- **ACTION ITEM**:
Continue the essay about Christian community and its enemies, picking up after its final sentence.

A community is a group of people united through a common struggle with the same stories.
Chris Guillebeau wrote an insightful article called What Makes A Community? I encourage you to read Chris’ thoughts through the lens of a Christian community.
Chris asserts: “…a community needs friends AND enemies …You need a villain, a bad guy. The bad guy can be a person, group, idea, or belief … having a defined enemy increases the strength of the community.”
I initially reacted pretty negatively to this notion. I didn’t like the “us versus them” mentalitt or the assertion that a community “needs” an enemy. But I think we can learn a lot about Christian communities by analyzing this idea.
First, I’m not certain whether or not a community “needs” an enemy. This may be an interesting philosophical question but in the real world I don’t think it matters. I suspect that every worthwhile community has natural enemies, so whether they’re a required element is sort of irrelevant.
For Christians, I think the nature and identity of the enemy is a more essential discussion. Christians waste enormous amounts of time and energy, and alienate countless millions of people, by inventing false enemies and battling them. Preachers rally the troops against all sorts of ideas, behaviors, groups, or individuals. We close ranks to defend ourselves from these imagined invaders, clearly identifying “us” as the good guys and “them” as the bad guys deserving judgment, contempt, and exclusion.
That’s a wonderful strategy if your goal is strengthening the walls of the existing community, increasing a sense of internal unity by building fortifications against the evil outsiders. Nothing brings people together like a perceived threat, and it doesn’t much matter whether the threat is real or imagined. We can love the bad guys, but we must label them and keep them “out there” at all costs. Any weakness in our defenses will allow them to infiltrate, and then their badness will rub off on us.
There’s only one small problem with this approach—it’s precisely what Jesus instructed us NOT to do.
The church has one primary purpose—to bring the outsiders in. Everything we do should be designed to weaken the walls and break the barriers. “They” are not our enemy, and they only threaten us if we give them the power to do so.
An old friend used to observe that the church is a hospital, not a hall of fame, and a hospital’s frequently a stinky, unpleasant place because it keeps admitting all of those sick folks. But a hospital that refuses entry to those who need it most isn’t doing what it’s designed to do.

- **RECORDS**:
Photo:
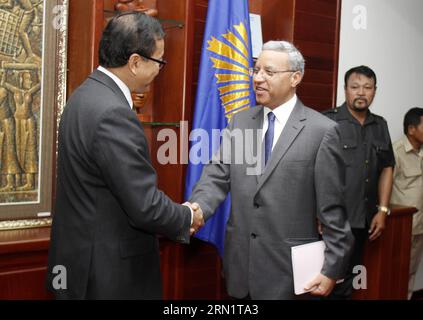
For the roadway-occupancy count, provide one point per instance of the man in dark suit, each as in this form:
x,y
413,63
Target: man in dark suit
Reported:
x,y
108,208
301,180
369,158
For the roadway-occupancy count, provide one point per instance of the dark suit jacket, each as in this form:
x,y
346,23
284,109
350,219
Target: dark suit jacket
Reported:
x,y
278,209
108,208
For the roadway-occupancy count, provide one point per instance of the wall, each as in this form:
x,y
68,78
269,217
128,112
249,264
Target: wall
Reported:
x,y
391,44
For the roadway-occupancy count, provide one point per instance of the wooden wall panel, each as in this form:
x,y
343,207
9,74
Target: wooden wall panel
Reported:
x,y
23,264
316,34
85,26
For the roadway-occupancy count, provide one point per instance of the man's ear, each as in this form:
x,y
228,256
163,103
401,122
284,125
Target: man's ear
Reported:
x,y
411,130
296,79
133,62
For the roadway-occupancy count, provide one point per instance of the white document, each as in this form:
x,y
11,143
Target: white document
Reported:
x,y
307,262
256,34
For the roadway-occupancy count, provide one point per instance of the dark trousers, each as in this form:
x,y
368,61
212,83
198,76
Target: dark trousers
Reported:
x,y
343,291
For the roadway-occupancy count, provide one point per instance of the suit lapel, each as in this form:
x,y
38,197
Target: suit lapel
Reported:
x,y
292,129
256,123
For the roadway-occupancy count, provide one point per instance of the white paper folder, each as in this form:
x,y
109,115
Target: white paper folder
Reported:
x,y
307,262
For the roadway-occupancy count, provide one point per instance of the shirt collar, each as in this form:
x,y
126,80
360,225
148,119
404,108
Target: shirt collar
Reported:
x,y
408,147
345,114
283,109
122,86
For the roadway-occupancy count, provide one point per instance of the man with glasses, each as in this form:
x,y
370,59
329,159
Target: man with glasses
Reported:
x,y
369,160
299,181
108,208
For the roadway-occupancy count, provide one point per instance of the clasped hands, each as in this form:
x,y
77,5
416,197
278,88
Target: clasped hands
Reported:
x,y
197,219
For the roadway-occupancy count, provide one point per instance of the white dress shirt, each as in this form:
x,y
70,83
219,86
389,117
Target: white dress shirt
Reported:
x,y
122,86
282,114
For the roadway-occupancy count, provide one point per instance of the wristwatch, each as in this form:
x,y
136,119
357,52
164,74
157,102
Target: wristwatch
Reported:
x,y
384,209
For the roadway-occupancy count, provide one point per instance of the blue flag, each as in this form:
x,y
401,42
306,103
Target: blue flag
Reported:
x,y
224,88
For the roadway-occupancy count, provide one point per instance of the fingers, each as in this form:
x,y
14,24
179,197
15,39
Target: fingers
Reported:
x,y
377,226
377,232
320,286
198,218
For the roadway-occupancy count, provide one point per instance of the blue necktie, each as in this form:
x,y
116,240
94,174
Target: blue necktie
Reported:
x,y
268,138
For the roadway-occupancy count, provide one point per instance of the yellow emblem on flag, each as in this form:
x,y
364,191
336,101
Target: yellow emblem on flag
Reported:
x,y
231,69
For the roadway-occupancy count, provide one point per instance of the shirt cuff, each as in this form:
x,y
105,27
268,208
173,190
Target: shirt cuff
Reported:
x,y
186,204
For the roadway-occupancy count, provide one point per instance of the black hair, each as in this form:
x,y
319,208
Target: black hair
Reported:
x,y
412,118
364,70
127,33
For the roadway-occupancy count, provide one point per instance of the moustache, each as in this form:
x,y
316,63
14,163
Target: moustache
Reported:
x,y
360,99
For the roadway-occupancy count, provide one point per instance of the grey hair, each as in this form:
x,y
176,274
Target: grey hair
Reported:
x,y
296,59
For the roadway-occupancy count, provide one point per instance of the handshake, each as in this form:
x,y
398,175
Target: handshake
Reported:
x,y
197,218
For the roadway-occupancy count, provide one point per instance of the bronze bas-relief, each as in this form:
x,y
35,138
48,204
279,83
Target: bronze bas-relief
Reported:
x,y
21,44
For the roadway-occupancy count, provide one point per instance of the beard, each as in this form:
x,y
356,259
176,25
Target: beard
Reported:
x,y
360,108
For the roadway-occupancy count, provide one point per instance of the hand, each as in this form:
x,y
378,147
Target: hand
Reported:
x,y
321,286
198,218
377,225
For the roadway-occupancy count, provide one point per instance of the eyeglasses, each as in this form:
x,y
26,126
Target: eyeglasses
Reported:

- **THE ANSWER**:
The church DOES have a real enemy, but it’s not unacceptable behaviors or divergent ideas. And it’s certainly not the outsiders, the “bad” people we so often exclude with our words and attitudes. The church’s true enemy is a crafty, evil one who uses our tendency to isolate ourselves against us. The true enemy fosters hate and mistrust to isolate us from those who need to hear about Christ.
If we represent the church as a circle, the central goal is to bring people into the circle and make it larger. The enemy gladly hands us the bricks with which to build walls around the circle, bricks constructed of judgment and divisiveness. The enemy whispers that we ought to condemn those with whom we disagree politically and separate ourselves from people who behave in ways of which we disapprove.
I imagine that our true enemy’s greatest fear is that we will actually take Jesus’ words seriously:
“But I tell you who hear me: Love your enemies, do good to those who hate you, bless those who curse you, pray for those who mistreat you. If someone strikes you on one cheek, turn to him the other also. If someone takes your cloak, do not stop him from taking your tunic. Give to everyone who asks you, and if anyone takes what belongs to you, do not demand it back. Do to others as you would have them do to you.” (Luke 6: 27-31)
Love tears down the walls between good guys and bad. It’s a poor way to build a fortified community that’s safe from intruders. It’s the only way to build Christ’s church.
Who tends to look like the enemy to you?